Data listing

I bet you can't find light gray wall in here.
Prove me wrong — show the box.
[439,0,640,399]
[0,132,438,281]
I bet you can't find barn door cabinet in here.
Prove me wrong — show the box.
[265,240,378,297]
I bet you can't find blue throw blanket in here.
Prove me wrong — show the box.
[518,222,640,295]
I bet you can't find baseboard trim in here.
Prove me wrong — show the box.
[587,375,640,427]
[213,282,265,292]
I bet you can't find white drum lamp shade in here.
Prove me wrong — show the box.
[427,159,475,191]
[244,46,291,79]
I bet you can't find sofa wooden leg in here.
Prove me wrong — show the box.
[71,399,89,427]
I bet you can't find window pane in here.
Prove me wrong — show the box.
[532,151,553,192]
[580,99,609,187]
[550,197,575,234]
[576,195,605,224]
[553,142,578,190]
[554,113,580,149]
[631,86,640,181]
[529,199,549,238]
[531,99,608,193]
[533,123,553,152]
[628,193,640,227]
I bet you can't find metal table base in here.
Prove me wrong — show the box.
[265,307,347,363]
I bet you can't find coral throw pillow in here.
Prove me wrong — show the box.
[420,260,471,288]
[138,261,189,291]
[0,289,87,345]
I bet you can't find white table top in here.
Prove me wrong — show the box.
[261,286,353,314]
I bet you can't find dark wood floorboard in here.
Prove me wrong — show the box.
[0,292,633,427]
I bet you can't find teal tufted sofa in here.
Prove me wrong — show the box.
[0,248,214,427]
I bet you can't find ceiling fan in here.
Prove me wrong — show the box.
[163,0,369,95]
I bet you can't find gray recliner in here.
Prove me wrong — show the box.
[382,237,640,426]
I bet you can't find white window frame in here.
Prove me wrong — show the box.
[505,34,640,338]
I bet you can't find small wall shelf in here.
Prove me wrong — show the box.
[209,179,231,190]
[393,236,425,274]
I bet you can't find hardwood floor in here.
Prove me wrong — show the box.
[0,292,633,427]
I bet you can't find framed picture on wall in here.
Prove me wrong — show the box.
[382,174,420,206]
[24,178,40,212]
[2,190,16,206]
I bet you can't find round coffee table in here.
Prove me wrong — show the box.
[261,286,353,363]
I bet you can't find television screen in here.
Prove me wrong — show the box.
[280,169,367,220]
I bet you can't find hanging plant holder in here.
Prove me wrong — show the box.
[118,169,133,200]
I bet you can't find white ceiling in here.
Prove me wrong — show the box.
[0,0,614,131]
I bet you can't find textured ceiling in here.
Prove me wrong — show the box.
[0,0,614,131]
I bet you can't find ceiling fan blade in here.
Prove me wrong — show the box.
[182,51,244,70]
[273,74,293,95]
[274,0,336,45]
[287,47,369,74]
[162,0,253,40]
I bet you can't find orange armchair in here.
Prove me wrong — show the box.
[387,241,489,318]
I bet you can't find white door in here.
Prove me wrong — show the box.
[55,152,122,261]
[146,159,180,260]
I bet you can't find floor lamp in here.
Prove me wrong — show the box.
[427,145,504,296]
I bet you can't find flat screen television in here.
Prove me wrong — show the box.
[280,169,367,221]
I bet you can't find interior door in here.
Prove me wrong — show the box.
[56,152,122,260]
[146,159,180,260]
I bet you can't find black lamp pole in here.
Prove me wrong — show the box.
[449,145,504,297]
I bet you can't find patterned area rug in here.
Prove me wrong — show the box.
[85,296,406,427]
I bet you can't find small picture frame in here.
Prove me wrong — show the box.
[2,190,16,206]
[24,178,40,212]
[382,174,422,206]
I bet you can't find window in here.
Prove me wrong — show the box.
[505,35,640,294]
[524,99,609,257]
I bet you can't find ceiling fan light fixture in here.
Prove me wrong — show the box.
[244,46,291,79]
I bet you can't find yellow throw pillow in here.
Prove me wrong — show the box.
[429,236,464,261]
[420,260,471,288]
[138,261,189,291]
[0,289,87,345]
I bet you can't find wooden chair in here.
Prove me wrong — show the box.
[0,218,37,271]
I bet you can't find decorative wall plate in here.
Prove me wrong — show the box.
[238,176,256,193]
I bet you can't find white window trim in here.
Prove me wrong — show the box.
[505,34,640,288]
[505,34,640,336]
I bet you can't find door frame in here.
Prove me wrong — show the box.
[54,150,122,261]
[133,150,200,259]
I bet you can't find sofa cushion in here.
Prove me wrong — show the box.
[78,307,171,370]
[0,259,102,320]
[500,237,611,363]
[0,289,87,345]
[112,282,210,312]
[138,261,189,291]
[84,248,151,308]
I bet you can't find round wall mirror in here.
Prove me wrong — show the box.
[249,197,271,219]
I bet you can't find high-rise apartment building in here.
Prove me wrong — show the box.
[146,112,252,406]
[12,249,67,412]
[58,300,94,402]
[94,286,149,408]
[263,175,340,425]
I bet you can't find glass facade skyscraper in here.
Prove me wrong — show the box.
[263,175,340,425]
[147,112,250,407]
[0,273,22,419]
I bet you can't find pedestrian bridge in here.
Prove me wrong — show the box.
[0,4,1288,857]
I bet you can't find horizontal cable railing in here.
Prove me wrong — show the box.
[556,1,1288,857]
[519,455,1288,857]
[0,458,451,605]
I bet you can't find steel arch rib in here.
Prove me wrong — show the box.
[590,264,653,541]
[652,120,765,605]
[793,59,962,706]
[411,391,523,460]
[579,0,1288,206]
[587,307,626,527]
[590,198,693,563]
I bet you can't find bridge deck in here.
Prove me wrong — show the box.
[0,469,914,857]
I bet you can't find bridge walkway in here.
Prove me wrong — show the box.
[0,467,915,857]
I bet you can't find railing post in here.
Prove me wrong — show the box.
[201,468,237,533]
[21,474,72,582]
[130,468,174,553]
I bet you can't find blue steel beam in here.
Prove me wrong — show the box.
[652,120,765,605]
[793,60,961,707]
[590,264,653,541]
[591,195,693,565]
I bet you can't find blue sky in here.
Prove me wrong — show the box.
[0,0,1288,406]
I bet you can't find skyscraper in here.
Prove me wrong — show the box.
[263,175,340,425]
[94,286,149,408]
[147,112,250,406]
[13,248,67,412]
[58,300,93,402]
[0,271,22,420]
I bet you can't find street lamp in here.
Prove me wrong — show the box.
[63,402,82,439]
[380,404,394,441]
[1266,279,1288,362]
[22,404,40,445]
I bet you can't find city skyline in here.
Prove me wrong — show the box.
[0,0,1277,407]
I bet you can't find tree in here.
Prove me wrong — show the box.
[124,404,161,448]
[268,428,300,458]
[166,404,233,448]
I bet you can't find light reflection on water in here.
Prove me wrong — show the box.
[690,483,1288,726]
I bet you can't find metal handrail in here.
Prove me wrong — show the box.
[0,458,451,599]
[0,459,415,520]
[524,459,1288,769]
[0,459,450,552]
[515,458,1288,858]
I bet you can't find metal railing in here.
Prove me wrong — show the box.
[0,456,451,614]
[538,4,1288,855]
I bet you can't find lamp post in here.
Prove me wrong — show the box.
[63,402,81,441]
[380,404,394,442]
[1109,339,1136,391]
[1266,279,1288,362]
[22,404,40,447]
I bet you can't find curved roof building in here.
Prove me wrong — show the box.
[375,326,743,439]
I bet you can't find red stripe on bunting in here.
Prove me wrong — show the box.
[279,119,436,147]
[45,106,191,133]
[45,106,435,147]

---

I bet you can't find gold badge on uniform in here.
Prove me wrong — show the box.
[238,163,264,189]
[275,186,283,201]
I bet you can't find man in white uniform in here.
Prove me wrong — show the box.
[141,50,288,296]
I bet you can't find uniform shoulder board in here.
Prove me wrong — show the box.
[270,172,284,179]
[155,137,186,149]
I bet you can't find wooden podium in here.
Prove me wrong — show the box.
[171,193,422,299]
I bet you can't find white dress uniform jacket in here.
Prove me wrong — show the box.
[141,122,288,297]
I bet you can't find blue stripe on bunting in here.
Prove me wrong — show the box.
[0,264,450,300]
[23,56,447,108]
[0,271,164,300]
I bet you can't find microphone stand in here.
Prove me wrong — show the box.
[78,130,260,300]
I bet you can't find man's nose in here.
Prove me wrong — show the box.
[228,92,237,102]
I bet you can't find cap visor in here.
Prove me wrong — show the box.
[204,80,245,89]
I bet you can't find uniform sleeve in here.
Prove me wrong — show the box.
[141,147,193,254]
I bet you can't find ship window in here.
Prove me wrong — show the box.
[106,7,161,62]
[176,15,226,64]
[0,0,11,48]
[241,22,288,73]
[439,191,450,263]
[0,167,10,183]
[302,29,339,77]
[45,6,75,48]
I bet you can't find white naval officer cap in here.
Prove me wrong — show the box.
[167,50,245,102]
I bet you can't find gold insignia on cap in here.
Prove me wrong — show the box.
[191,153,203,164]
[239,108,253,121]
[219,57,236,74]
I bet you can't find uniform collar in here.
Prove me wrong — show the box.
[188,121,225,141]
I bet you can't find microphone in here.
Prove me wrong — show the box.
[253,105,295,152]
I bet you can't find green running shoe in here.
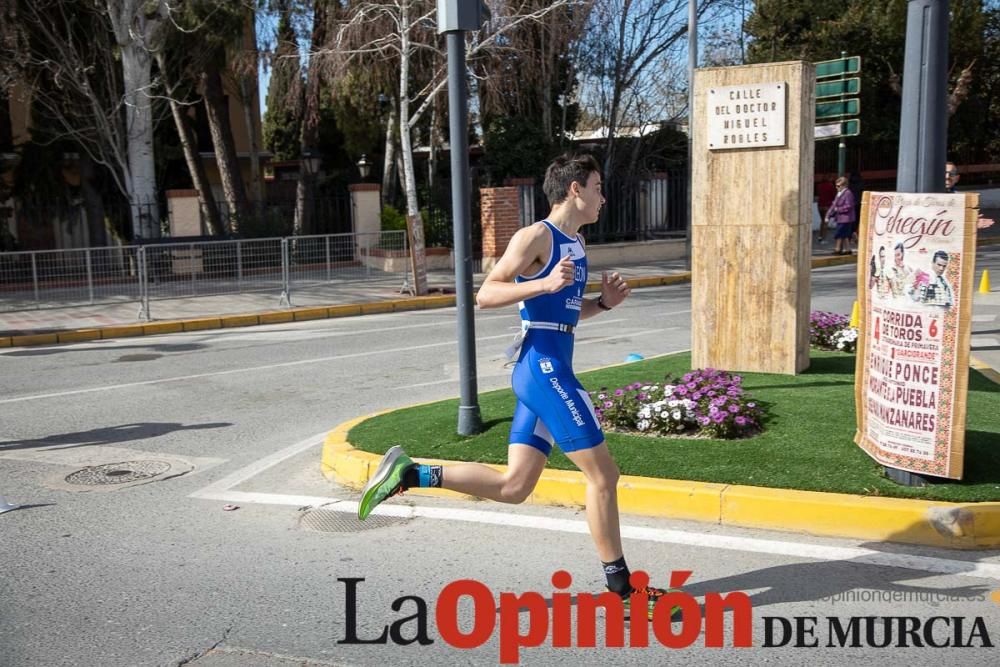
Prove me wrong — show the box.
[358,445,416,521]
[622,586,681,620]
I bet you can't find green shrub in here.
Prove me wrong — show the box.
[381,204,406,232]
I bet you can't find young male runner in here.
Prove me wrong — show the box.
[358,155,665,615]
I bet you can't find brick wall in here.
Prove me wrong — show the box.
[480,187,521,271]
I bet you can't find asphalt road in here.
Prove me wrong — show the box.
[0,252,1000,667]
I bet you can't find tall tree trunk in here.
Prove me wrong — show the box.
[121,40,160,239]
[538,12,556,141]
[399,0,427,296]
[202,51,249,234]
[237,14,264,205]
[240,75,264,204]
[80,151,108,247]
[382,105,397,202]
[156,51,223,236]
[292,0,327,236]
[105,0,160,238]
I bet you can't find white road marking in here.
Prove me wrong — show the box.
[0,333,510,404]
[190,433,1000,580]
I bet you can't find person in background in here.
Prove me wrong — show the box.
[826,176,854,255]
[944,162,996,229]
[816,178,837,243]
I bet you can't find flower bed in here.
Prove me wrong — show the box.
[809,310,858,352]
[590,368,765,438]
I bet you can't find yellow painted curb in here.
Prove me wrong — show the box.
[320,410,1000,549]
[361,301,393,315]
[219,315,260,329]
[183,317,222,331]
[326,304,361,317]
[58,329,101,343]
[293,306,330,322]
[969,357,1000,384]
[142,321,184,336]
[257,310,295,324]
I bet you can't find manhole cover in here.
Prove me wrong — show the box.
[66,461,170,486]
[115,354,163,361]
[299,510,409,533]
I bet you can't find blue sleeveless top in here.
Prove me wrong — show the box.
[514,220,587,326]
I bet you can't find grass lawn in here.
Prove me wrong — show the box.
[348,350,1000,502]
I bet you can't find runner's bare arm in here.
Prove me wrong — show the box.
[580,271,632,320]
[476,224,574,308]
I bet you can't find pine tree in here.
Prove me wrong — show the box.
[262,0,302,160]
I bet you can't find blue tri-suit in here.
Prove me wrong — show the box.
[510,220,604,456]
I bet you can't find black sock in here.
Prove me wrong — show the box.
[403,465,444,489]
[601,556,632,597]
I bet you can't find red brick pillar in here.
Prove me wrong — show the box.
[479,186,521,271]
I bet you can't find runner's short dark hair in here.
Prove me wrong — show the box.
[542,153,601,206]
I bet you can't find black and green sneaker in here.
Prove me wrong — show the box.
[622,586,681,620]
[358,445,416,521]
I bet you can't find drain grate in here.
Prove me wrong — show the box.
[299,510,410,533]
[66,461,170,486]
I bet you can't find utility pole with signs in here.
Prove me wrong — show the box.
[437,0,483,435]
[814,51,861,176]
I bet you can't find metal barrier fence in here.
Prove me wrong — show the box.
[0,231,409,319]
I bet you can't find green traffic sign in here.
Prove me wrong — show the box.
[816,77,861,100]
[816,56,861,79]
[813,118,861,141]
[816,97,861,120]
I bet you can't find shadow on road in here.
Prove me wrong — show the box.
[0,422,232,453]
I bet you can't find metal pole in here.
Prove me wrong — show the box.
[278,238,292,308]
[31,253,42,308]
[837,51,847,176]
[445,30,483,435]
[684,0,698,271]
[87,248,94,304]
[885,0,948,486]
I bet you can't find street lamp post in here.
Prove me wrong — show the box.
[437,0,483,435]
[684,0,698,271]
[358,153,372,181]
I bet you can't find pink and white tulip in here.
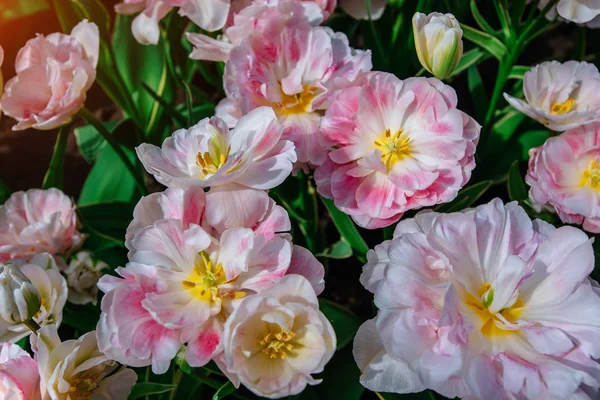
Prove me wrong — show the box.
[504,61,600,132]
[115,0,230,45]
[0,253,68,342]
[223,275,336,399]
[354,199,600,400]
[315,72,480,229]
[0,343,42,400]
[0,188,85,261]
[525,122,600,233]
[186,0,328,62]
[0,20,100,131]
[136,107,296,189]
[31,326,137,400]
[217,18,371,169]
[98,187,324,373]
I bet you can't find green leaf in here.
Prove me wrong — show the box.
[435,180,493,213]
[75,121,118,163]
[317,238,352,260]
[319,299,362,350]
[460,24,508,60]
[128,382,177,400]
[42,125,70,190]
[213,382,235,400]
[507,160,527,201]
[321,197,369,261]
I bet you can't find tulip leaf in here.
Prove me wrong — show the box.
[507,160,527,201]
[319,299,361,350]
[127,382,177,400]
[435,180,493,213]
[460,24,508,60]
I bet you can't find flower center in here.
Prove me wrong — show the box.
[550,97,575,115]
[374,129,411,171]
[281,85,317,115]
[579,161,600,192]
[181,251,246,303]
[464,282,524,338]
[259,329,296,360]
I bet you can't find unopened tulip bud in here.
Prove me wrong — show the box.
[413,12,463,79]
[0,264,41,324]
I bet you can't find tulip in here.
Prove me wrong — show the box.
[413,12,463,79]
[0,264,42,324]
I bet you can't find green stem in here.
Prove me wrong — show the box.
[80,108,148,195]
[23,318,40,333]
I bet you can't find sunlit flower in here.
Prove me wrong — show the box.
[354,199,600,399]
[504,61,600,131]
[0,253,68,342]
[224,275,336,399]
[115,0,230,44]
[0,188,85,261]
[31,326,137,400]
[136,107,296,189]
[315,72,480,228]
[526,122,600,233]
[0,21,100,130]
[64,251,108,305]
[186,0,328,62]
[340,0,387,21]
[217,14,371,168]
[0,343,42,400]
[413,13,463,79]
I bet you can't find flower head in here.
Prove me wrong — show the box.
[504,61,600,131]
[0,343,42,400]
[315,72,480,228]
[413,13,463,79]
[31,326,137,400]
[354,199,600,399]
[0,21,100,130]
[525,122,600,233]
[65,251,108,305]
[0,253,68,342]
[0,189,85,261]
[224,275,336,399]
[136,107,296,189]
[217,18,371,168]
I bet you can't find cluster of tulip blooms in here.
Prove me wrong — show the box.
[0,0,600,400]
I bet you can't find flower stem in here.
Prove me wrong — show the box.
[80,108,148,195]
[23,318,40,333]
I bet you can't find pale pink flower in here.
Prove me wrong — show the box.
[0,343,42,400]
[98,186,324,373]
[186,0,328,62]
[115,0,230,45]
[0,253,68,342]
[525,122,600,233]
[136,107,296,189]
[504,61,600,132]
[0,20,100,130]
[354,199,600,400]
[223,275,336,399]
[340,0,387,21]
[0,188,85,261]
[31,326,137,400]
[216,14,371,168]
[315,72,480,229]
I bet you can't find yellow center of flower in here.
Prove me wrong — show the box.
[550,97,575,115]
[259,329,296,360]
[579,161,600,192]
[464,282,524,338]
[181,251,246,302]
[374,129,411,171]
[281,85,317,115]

==

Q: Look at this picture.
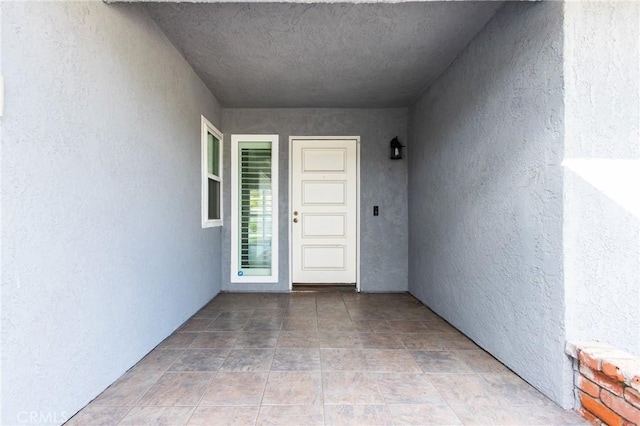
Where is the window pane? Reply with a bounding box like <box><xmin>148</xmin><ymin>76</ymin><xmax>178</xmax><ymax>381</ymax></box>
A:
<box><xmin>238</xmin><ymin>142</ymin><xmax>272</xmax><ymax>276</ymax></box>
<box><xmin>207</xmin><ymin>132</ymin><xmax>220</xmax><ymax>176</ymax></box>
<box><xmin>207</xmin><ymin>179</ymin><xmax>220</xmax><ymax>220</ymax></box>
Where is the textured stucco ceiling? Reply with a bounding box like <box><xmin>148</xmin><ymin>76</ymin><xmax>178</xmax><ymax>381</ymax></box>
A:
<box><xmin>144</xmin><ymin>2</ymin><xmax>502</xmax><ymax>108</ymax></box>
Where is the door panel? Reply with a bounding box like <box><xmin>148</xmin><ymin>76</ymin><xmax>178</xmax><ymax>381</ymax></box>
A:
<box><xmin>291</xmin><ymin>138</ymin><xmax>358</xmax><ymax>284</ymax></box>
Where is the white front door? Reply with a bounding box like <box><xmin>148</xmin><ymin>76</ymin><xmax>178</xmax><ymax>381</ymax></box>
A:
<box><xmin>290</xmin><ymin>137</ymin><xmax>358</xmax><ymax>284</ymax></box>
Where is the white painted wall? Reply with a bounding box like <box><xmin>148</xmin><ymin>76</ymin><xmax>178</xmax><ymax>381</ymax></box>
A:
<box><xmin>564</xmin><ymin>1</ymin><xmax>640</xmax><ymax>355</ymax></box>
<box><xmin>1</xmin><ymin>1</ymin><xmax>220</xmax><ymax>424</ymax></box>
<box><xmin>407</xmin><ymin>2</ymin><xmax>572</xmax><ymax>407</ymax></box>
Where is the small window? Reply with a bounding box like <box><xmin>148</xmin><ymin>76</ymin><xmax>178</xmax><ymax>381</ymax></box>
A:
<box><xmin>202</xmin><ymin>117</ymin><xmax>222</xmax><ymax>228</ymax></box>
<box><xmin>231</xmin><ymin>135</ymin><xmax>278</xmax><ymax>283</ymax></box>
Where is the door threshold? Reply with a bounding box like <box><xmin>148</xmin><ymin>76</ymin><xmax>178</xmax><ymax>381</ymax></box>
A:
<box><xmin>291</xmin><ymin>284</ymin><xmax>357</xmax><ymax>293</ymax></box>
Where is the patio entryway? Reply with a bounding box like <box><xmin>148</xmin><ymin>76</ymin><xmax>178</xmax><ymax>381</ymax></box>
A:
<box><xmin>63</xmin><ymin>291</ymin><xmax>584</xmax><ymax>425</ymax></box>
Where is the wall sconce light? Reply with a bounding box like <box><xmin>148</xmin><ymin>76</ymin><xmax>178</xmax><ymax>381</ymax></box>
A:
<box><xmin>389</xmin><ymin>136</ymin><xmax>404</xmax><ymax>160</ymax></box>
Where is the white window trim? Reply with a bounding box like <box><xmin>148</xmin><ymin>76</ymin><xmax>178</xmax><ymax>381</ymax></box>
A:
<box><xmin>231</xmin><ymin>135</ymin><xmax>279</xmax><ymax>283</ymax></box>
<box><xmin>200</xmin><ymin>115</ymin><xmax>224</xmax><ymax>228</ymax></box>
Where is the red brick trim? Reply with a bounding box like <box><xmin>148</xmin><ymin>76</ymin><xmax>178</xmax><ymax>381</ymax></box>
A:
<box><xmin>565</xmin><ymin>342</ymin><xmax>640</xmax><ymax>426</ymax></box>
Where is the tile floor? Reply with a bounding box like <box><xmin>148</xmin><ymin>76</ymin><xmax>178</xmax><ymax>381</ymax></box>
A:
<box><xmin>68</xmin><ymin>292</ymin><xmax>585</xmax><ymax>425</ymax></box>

#### [Direction]
Convert the stretch of rows from the line containing "I bet you can't find yellow painted" through the line containing "[0,231,409,319]" into a JSON list of strings, with one string per line and no blank lines.

#### [Response to this task]
[
  "I bet you can't find yellow painted curb in here.",
  "Prove me wrong — show the box.",
  "[320,410,1000,549]",
  "[361,301,393,315]",
  "[219,315,260,329]",
  "[183,317,222,331]",
  "[326,304,361,317]",
  "[58,329,101,343]",
  "[293,306,330,322]",
  "[969,357,1000,384]",
  "[142,321,184,336]",
  "[257,310,295,324]",
  "I bet you can't find manhole cover in here.",
  "Prove me wrong — show the box.",
  "[66,461,170,486]",
  "[115,354,163,361]",
  "[299,510,409,533]",
  "I bet you can't find blue sleeveless top in here.",
  "Prove me wrong — show the box.",
  "[514,220,587,326]",
  "I bet you can't find grass lawn in here.",
  "Prove me wrong — show the box.",
  "[348,350,1000,502]",
  "I bet you can't find runner's bare arm in here.",
  "Prove me wrong — show the box.",
  "[580,271,632,320]",
  "[476,224,574,308]",
  "I bet you can't find pine tree in here.",
  "Prove me wrong — show the box.",
  "[262,0,302,160]",
  "I bet you can't find blue tri-suit in here.",
  "Prove me wrong — show the box.",
  "[510,220,604,456]",
  "I bet you can't find black sock in here.",
  "Prove me wrong — show the box.",
  "[403,465,444,489]",
  "[601,556,632,597]",
  "I bet you can't find red brick pillar in here.",
  "Prove me wrong — show the box.",
  "[479,186,521,271]",
  "I bet you can't find runner's short dark hair in here.",
  "Prove me wrong — show the box.",
  "[542,153,601,206]",
  "I bet you can't find black and green sneaker in here.",
  "Prove me wrong — show the box.",
  "[622,586,681,620]",
  "[358,445,416,521]",
  "I bet you can't find drain grate in here.",
  "Prove me wrong — show the box.",
  "[299,510,410,533]",
  "[66,461,170,486]",
  "I bet you can't find utility pole with signs in here.",
  "Prove me wrong — show the box.",
  "[437,0,483,435]",
  "[814,51,861,176]",
  "I bet you can't find metal barrier fence in here.",
  "Prove me wrong — show the box.",
  "[0,231,409,319]"
]